# TASKS AND EXERCISES
[a] Using the llm_cascade documentation, decide whether each statement agrees with it, and for each one answer yes or no and quote the deciding words: (i) the library returns the first successful response; (ii) ordered provider/model lists are defined in a YAML config; (iii) entries on cooldown are skipped.
[b] Please extract the part of the llm_cascade documentation starting at "llm-cascade provides automatic" and ending at "first successful response.".
[c] Write what comes next in the llm_cascade documentation, following the description of the cascade module.

# TEXT BLOCK

Skip to main content

Crate llm_cascade

Crate llm_cascade 

Source
Expand description

Resilient, cascading LLM inference across multiple providers.

llm-cascade provides automatic failover, circuit breaking, and retry cooldowns when calling LLM APIs. Define ordered provider/model lists in a TOML config; the library tries each entry in sequence, skipping those on cooldown, and returns the first successful response.

§Quick start

use llm_cascade::{run_cascade, load_config, db, Conversation, Message};

#[tokio::main]
async fn main() {
    let config = load_config(&"config.toml".into()).expect("config");
    let conn = db::init_db(&config.database.path).expect("db");

    let conversation = Conversation::single_user_prompt("What is 2 + 2?");
    match run_cascade("my_cascade", &conversation, &config, &conn).await {
        Ok(response) => println!("{}", response.text_only()),
        Err(e) => eprintln!("All providers failed: {}", e),
    }
}

Re-exports§

pub use cascade::run_cascade;
pub use config::AppConfig;
pub use config::CascadeConfig;
pub use config::CascadeEntry;
pub use config::DatabaseConfig;
pub use config::FailureConfig;
pub use config::ProviderConfig;
pub use config::ProviderType;
pub use config::load_config;
pub use error::CascadeError;
pub use error::ProviderError;
pub use models::ContentBlock;
pub use models::Conversation;
pub use models::LlmResponse;
pub use models::Message;
pub use models::MessageRole;
pub use models::ToolDefinition;

Modules§

cascade
Cascade execution engine: iterates provider entries with failover and cooldown.

Region pointing data
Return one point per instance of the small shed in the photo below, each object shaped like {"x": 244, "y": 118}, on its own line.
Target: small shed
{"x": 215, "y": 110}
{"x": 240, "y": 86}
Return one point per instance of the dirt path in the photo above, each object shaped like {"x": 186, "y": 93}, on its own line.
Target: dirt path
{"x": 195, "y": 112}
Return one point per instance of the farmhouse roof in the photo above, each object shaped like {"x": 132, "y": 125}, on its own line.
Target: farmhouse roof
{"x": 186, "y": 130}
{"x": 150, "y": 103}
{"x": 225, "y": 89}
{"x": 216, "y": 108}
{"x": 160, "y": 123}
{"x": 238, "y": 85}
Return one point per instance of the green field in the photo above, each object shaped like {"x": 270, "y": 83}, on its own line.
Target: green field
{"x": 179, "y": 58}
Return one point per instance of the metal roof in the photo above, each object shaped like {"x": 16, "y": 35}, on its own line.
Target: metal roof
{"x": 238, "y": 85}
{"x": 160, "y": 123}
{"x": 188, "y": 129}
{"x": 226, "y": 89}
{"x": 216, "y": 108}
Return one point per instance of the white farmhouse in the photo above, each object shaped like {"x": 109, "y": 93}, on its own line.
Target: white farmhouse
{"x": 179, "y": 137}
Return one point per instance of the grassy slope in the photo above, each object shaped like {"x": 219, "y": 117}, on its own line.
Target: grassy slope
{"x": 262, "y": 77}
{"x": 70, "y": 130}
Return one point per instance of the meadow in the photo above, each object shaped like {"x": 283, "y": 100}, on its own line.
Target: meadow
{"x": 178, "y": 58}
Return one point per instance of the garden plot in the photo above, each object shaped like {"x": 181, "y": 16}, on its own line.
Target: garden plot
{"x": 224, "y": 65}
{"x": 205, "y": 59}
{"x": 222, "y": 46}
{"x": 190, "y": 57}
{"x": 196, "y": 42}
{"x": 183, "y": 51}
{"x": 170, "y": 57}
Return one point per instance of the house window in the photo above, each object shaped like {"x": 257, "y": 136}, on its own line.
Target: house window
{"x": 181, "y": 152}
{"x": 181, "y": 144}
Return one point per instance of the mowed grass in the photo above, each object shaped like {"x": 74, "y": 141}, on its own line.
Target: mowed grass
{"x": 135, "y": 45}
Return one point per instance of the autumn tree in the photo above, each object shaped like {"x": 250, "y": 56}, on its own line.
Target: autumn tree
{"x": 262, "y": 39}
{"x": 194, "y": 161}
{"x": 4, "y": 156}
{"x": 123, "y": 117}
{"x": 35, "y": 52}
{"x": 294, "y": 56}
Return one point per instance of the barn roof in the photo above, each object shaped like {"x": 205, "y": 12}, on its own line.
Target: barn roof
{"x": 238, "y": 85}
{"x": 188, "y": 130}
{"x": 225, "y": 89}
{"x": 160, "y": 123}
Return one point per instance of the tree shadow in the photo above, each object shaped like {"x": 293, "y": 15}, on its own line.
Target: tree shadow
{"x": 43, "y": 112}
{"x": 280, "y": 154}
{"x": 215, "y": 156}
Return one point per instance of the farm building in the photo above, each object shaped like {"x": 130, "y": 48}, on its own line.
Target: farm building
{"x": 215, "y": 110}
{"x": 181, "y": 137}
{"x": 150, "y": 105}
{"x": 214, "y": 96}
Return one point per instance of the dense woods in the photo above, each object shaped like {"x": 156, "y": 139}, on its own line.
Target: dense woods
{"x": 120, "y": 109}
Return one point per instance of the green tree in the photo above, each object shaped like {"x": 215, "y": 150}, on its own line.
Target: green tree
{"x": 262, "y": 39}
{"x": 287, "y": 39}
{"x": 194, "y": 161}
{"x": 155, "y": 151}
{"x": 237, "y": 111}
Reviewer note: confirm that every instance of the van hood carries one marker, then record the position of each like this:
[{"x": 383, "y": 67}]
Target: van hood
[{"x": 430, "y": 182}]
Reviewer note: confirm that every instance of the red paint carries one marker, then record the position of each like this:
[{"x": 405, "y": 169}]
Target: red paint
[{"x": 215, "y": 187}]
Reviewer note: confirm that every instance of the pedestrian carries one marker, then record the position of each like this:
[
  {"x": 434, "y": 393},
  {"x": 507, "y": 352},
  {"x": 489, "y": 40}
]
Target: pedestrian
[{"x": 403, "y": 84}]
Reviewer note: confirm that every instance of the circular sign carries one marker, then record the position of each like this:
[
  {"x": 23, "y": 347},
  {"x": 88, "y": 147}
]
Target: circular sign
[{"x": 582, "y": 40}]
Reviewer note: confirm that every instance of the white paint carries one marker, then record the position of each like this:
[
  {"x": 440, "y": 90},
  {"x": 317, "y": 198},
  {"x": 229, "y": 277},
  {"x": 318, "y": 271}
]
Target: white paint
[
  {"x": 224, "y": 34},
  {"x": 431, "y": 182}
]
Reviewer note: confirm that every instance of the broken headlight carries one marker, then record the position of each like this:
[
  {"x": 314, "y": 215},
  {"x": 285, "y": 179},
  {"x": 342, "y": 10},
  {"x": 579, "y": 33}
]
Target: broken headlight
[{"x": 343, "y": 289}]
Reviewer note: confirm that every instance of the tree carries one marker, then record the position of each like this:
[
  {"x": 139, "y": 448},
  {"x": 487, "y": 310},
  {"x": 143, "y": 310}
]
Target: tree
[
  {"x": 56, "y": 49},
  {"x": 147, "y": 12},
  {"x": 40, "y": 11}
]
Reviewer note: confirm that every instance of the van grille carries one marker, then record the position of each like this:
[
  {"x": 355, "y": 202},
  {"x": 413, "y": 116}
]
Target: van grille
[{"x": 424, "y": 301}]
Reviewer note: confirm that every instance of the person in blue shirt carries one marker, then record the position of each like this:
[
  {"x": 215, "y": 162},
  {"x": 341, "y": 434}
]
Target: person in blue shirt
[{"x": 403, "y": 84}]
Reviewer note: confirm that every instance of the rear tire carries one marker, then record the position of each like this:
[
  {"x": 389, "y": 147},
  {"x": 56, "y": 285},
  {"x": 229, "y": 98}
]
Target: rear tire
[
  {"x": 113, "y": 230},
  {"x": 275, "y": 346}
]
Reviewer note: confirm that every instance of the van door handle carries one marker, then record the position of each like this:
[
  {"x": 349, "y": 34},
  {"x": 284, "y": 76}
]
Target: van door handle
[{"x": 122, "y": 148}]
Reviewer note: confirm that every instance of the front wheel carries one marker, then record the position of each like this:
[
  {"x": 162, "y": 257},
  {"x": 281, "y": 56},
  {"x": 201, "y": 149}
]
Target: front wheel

# ACTIVITY ANSWERS
[a]
(i) Yes: "returns the first successful response."
(ii) No: "Define ordered provider/model lists in a TOML config."
(iii) Yes: "skipping those on cooldown."

[b]
llm-cascade provides automatic failover, circuit breaking, and retry cooldowns when calling LLM APIs. Define ordered provider/model lists in a TOML config; the library tries each entry in sequence, skipping those on cooldown, and returns the first successful response.

[c]
config
Configuration loading and types for config.toml.
db
SQLite-backed persistence for attempt logs and cooldown state.
error
Error types for provider and cascade operations.
models
Data models for conversations, messages, responses, and tool definitions.
persistence
Persistence of failed conversations to JSON files.
providers
LLM provider implementations.
secrets
API key resolution and management via the OS keyring or environment variables.